## Available records
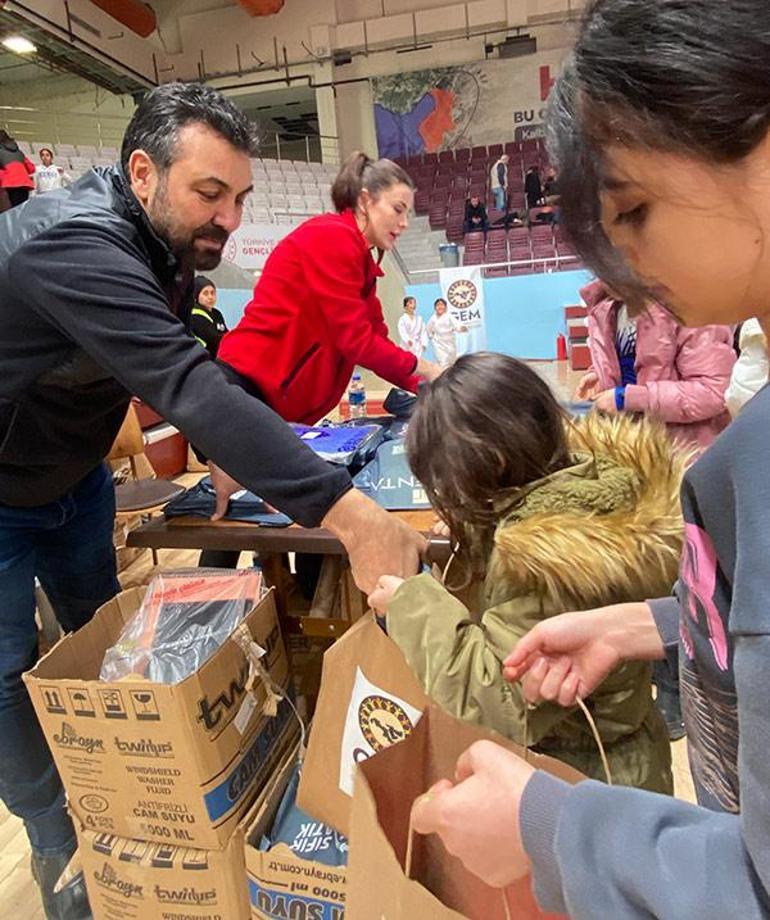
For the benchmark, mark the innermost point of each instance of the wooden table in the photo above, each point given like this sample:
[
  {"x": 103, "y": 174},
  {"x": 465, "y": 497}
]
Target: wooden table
[{"x": 272, "y": 543}]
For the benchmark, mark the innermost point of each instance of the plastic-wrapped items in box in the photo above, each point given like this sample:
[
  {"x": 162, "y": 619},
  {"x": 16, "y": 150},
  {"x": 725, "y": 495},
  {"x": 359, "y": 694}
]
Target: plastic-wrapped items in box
[
  {"x": 305, "y": 837},
  {"x": 184, "y": 618},
  {"x": 340, "y": 444},
  {"x": 200, "y": 501}
]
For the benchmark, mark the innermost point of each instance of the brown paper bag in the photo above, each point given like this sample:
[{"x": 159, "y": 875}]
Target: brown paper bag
[
  {"x": 370, "y": 698},
  {"x": 439, "y": 886}
]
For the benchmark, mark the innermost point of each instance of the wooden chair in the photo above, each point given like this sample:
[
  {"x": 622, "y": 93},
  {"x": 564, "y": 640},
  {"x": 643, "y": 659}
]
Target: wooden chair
[{"x": 142, "y": 495}]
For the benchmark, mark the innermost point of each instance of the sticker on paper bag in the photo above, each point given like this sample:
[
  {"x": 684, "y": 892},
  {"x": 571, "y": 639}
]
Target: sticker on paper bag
[{"x": 374, "y": 721}]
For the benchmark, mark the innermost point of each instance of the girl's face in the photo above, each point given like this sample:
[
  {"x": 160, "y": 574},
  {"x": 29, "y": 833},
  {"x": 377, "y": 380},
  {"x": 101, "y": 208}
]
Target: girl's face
[
  {"x": 208, "y": 297},
  {"x": 384, "y": 219},
  {"x": 694, "y": 232}
]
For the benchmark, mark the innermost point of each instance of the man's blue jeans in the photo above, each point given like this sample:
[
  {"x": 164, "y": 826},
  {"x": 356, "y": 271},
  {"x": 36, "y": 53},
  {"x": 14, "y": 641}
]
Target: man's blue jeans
[{"x": 68, "y": 546}]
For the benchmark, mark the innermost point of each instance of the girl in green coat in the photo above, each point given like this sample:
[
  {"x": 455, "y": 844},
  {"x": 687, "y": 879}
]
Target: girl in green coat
[{"x": 547, "y": 515}]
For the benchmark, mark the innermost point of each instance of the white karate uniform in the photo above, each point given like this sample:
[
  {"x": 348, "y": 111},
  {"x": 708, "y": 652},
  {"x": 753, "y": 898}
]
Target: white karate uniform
[
  {"x": 442, "y": 331},
  {"x": 413, "y": 335}
]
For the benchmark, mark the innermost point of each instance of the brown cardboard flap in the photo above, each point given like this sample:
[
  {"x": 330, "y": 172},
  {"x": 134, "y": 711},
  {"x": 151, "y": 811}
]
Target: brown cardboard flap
[
  {"x": 386, "y": 787},
  {"x": 366, "y": 649}
]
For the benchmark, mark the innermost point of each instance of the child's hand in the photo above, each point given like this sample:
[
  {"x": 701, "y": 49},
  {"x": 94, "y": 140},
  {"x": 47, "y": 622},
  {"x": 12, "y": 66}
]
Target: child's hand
[
  {"x": 605, "y": 402},
  {"x": 380, "y": 598}
]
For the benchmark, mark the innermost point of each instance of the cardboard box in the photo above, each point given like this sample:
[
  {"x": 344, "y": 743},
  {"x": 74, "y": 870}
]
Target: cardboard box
[
  {"x": 280, "y": 883},
  {"x": 166, "y": 763},
  {"x": 134, "y": 880}
]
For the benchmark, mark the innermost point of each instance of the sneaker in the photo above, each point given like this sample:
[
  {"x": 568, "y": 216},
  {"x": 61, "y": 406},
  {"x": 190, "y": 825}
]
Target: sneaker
[
  {"x": 670, "y": 708},
  {"x": 71, "y": 903}
]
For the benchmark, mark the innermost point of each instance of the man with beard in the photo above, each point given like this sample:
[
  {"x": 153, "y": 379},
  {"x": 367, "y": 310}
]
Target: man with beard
[{"x": 95, "y": 293}]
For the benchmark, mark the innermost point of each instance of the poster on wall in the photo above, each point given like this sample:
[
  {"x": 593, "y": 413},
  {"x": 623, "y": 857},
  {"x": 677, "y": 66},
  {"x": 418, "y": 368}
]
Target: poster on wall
[
  {"x": 486, "y": 102},
  {"x": 251, "y": 244},
  {"x": 458, "y": 328}
]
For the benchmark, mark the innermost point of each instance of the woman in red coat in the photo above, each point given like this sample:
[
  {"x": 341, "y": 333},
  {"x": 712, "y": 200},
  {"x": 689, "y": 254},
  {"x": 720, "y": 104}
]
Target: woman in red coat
[
  {"x": 315, "y": 314},
  {"x": 15, "y": 170}
]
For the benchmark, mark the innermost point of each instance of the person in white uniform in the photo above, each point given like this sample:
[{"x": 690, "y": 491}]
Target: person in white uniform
[
  {"x": 442, "y": 331},
  {"x": 411, "y": 329},
  {"x": 48, "y": 175}
]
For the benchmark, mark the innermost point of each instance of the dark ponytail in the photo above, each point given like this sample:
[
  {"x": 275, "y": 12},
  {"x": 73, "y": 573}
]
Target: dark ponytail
[
  {"x": 688, "y": 77},
  {"x": 361, "y": 172}
]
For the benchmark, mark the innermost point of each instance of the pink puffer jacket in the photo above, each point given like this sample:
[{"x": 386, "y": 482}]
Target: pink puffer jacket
[{"x": 682, "y": 373}]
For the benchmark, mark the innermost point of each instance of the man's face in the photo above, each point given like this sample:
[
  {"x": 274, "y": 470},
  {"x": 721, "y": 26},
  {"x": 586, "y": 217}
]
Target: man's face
[{"x": 198, "y": 202}]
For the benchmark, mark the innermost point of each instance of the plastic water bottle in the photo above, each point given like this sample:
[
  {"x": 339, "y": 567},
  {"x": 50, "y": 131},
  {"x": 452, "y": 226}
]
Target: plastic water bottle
[{"x": 357, "y": 397}]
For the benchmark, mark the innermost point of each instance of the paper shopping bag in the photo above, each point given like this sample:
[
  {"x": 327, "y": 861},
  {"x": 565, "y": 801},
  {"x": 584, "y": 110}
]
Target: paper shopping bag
[
  {"x": 439, "y": 887},
  {"x": 370, "y": 698}
]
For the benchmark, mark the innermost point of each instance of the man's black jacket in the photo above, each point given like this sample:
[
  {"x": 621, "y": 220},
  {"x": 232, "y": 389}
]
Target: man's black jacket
[{"x": 93, "y": 307}]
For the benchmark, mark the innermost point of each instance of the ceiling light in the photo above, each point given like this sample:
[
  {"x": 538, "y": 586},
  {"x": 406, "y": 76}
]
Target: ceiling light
[{"x": 18, "y": 44}]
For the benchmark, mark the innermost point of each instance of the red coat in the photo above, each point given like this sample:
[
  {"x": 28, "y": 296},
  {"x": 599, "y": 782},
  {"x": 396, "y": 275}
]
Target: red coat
[
  {"x": 17, "y": 174},
  {"x": 682, "y": 373},
  {"x": 314, "y": 316}
]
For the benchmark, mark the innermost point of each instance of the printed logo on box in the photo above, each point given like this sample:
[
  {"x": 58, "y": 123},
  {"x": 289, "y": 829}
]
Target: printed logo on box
[
  {"x": 108, "y": 878},
  {"x": 52, "y": 700},
  {"x": 144, "y": 747},
  {"x": 80, "y": 700},
  {"x": 93, "y": 803},
  {"x": 145, "y": 705},
  {"x": 185, "y": 895},
  {"x": 222, "y": 799},
  {"x": 211, "y": 712},
  {"x": 375, "y": 719},
  {"x": 279, "y": 904},
  {"x": 68, "y": 737}
]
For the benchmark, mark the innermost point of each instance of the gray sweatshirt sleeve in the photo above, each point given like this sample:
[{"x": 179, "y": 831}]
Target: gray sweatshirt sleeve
[
  {"x": 665, "y": 612},
  {"x": 600, "y": 851}
]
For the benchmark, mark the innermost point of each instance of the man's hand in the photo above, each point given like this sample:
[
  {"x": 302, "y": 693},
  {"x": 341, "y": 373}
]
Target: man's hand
[
  {"x": 224, "y": 486},
  {"x": 477, "y": 818},
  {"x": 586, "y": 388},
  {"x": 377, "y": 543},
  {"x": 379, "y": 600},
  {"x": 605, "y": 402},
  {"x": 569, "y": 655}
]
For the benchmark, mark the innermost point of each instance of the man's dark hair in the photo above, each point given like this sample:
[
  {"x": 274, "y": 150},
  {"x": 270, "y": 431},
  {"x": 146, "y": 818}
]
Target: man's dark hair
[
  {"x": 482, "y": 431},
  {"x": 159, "y": 117}
]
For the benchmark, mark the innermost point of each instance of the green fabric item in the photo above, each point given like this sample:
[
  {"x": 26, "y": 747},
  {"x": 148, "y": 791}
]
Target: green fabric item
[{"x": 459, "y": 659}]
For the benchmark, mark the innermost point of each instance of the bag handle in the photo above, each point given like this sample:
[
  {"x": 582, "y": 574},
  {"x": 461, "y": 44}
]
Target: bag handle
[
  {"x": 591, "y": 724},
  {"x": 408, "y": 864},
  {"x": 274, "y": 692}
]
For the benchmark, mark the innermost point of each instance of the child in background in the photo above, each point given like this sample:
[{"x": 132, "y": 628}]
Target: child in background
[
  {"x": 442, "y": 332},
  {"x": 206, "y": 322},
  {"x": 411, "y": 329},
  {"x": 751, "y": 369},
  {"x": 652, "y": 364},
  {"x": 48, "y": 176},
  {"x": 553, "y": 517}
]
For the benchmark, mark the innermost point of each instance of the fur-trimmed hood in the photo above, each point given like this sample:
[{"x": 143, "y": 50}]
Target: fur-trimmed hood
[{"x": 608, "y": 524}]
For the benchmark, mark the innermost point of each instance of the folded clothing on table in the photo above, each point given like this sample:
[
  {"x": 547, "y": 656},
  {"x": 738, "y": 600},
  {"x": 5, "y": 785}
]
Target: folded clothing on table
[
  {"x": 200, "y": 501},
  {"x": 388, "y": 480}
]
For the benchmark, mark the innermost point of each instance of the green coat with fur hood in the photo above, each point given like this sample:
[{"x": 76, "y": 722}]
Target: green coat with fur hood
[{"x": 605, "y": 530}]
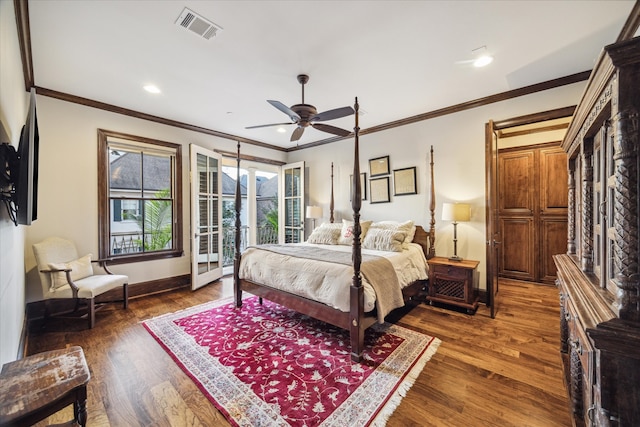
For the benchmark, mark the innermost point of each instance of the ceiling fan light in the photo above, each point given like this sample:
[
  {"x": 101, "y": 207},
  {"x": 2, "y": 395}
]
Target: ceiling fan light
[{"x": 483, "y": 61}]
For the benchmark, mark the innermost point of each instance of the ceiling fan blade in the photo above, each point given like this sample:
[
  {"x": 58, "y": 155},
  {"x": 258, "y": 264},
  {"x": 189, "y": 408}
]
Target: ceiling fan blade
[
  {"x": 297, "y": 133},
  {"x": 272, "y": 124},
  {"x": 331, "y": 129},
  {"x": 288, "y": 111},
  {"x": 332, "y": 114}
]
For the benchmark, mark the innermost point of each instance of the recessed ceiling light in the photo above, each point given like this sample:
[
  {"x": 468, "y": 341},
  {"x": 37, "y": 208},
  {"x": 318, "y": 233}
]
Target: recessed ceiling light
[
  {"x": 483, "y": 61},
  {"x": 152, "y": 88},
  {"x": 482, "y": 57}
]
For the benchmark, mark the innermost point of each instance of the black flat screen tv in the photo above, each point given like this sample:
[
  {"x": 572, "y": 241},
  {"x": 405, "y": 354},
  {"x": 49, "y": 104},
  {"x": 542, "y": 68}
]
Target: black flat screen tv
[{"x": 26, "y": 183}]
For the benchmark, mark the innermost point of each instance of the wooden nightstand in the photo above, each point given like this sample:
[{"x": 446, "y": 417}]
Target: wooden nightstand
[{"x": 453, "y": 282}]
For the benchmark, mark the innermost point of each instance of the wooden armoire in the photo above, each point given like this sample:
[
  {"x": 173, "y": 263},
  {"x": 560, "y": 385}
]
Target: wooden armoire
[
  {"x": 532, "y": 210},
  {"x": 599, "y": 276}
]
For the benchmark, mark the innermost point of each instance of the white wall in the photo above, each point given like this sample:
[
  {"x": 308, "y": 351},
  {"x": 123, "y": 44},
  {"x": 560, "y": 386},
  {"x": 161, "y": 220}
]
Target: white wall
[
  {"x": 459, "y": 157},
  {"x": 68, "y": 182},
  {"x": 13, "y": 111}
]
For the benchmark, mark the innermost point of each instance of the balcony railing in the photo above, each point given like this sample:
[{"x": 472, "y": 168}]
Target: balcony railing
[
  {"x": 266, "y": 234},
  {"x": 130, "y": 243}
]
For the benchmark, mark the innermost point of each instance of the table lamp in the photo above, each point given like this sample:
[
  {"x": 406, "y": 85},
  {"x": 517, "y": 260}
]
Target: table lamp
[{"x": 456, "y": 212}]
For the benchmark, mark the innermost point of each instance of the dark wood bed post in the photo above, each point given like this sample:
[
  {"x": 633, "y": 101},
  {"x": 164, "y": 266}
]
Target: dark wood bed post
[
  {"x": 331, "y": 206},
  {"x": 432, "y": 209},
  {"x": 357, "y": 290},
  {"x": 237, "y": 291}
]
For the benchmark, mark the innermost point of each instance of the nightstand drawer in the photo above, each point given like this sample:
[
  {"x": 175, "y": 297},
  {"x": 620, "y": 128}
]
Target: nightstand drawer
[
  {"x": 450, "y": 271},
  {"x": 453, "y": 282}
]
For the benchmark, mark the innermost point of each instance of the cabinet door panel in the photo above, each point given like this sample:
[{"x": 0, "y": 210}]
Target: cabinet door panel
[
  {"x": 554, "y": 194},
  {"x": 553, "y": 241}
]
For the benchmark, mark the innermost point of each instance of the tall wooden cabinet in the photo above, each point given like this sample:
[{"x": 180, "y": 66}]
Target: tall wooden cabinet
[
  {"x": 599, "y": 276},
  {"x": 532, "y": 210}
]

## Aim
Rewrite everything from the line containing "of the tall" down to the end of the items as a Markdown table with the columns Number and Text, one numbered row per line and no rows for blank lines.

## Worked answer
| Number | Text |
|---|---|
| 1 | For the benchmark, mark the innermost point of each instance of the tall wooden cabinet in the photo above, each point given like this sample: |
| 2 | [{"x": 180, "y": 66}] |
| 3 | Target: tall wooden cabinet |
| 4 | [ |
| 5 |   {"x": 599, "y": 276}, |
| 6 |   {"x": 532, "y": 210} |
| 7 | ] |